Request. Can you recast the lines of the listing below as a numbered list, starting with the line containing "pedestal above? Mark it with a dot." and going on through the line containing "(1072, 263)", both included, with blank lines left out and no other lines added?

....

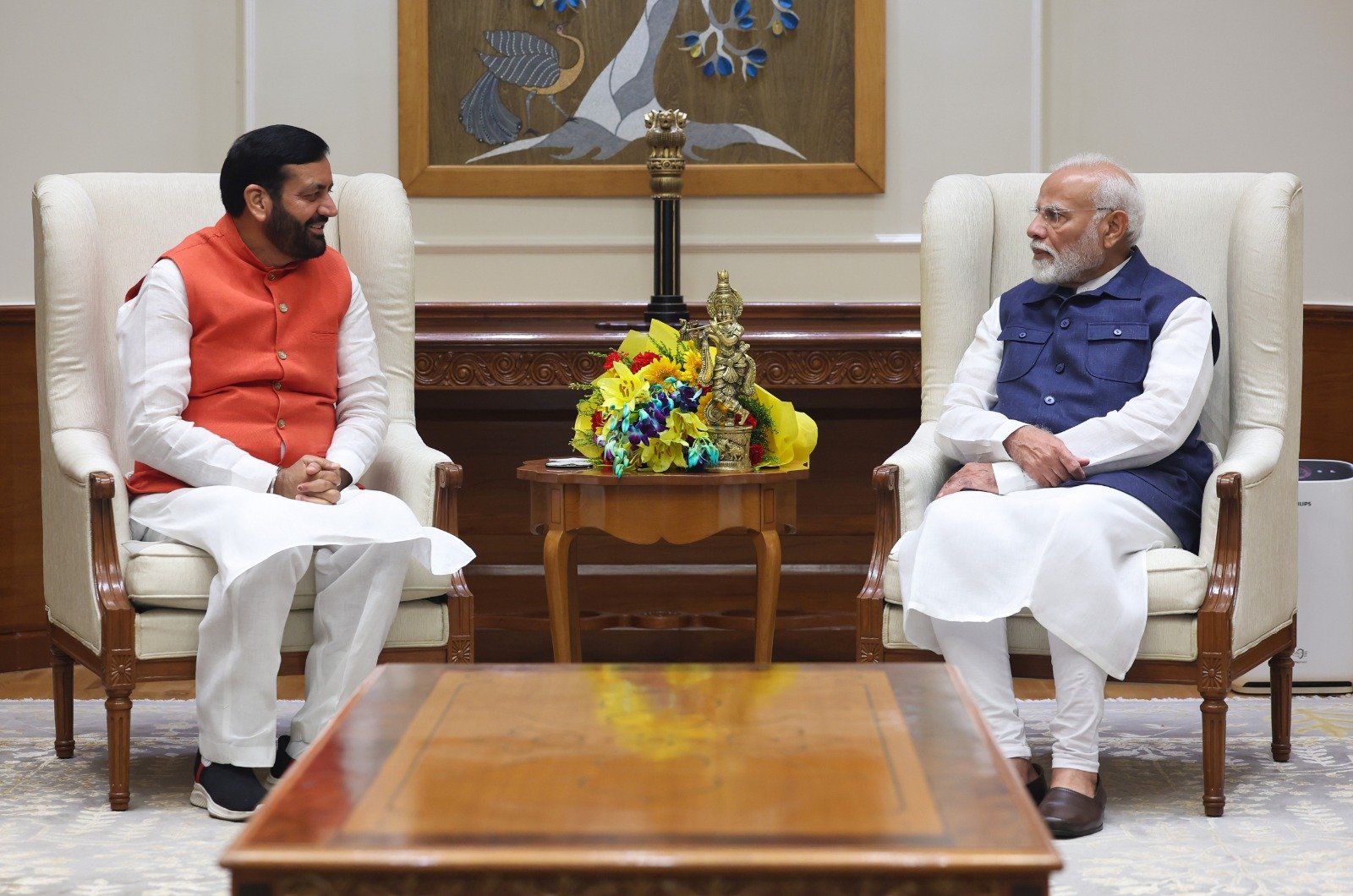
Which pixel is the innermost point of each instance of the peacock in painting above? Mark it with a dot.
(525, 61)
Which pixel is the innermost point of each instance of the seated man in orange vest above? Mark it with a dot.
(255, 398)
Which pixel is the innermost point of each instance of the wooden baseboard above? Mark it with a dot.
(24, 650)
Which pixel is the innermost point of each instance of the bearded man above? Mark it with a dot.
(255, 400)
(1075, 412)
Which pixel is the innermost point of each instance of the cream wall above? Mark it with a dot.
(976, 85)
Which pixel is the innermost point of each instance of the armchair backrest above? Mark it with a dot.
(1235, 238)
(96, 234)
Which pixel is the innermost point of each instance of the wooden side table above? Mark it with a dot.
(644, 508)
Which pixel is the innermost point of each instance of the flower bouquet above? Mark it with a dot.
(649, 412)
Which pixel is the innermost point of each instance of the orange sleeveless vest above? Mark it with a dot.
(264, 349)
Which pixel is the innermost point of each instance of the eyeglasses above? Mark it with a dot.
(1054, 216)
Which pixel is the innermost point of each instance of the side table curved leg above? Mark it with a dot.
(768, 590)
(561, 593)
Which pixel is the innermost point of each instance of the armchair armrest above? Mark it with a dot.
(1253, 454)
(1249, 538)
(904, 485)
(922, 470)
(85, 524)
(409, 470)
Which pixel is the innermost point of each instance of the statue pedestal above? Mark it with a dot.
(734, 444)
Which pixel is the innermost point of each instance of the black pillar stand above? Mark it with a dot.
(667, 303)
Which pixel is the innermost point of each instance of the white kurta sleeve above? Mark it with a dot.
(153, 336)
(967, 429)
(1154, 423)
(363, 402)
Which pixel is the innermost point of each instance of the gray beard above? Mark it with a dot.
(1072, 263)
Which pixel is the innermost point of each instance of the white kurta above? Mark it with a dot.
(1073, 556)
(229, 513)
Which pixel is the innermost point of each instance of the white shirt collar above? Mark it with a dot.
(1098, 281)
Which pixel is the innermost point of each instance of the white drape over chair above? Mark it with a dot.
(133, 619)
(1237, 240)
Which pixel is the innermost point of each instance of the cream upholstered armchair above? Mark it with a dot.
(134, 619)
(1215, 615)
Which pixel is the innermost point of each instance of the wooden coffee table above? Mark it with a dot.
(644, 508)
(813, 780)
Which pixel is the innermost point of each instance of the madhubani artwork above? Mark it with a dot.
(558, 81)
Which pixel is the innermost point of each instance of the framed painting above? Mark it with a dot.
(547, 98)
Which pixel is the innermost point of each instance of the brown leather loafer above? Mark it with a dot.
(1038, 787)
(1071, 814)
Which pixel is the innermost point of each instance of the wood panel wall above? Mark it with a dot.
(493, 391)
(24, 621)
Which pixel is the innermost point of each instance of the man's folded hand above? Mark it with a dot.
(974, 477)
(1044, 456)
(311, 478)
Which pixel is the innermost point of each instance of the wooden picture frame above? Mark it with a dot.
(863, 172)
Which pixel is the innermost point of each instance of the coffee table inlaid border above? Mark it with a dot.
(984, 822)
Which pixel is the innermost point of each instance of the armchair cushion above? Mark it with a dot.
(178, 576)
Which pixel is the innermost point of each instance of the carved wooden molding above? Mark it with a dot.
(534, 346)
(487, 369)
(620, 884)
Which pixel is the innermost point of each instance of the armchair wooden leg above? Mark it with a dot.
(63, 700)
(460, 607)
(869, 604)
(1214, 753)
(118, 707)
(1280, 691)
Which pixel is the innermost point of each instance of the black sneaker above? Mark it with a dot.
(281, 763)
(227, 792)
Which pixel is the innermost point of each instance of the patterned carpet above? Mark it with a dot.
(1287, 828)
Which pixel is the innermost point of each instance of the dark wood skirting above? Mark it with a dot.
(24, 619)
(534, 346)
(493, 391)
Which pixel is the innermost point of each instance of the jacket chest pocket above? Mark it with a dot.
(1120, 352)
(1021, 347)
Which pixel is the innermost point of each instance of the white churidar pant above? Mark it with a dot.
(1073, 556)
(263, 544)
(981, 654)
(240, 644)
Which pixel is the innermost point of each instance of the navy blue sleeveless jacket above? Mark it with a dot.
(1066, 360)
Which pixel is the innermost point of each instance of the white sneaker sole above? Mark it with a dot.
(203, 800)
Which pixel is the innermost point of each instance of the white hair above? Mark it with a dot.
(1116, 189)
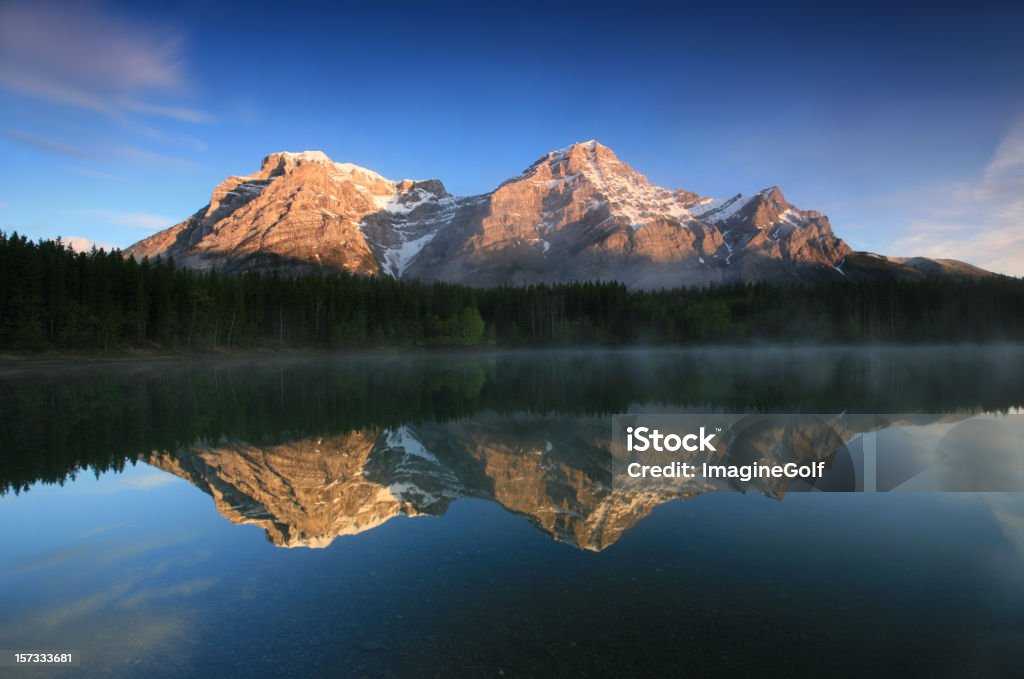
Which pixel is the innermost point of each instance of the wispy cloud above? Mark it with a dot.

....

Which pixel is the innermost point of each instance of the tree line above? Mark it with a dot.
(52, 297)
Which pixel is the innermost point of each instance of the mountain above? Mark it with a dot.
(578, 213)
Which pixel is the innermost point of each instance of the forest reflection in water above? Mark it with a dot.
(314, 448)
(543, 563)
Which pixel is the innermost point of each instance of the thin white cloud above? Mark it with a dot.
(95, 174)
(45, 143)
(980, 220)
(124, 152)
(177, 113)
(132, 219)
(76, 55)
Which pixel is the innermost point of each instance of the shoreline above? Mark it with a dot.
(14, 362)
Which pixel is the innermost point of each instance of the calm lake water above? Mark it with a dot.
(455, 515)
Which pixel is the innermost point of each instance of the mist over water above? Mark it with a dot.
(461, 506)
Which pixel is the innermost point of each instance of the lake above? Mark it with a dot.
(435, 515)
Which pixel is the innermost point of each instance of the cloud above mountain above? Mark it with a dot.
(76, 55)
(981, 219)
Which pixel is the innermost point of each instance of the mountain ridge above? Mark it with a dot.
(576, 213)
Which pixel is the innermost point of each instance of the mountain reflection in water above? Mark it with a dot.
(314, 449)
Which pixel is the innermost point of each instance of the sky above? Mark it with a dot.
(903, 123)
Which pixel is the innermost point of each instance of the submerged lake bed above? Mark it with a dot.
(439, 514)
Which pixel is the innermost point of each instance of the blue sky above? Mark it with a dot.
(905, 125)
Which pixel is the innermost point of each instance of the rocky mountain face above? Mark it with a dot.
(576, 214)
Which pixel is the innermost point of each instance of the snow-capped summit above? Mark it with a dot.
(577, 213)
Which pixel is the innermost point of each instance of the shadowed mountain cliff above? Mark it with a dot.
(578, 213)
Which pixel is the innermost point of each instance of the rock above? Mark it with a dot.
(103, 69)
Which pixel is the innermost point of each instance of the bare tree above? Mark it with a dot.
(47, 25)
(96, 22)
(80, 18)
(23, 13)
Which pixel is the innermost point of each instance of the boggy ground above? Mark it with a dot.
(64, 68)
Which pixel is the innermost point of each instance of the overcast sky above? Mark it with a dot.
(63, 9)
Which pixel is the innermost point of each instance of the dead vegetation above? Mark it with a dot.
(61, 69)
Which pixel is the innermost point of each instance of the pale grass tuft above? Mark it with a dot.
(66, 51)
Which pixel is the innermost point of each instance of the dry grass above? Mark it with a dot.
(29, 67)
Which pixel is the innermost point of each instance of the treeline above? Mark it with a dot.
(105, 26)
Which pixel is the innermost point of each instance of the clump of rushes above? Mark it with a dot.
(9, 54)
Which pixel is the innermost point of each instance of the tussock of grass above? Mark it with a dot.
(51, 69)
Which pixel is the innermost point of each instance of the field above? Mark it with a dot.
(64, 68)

....

Solution to this task.
1. Which pixel is the innermost point of each instance of the statue pedestal above? Mark it with a dot.
2. (734, 444)
3. Which pixel is the innermost point of each instance of the black pillar stand above? Mark it with a dot.
4. (667, 303)
5. Which pixel is the innermost point of each instance of the white kurta sleeve above? Mark it with a dot.
6. (153, 336)
7. (967, 429)
8. (1154, 423)
9. (363, 402)
10. Which pixel is the innermost point of each instance of the gray beard above? Mark it with a dot.
11. (1072, 263)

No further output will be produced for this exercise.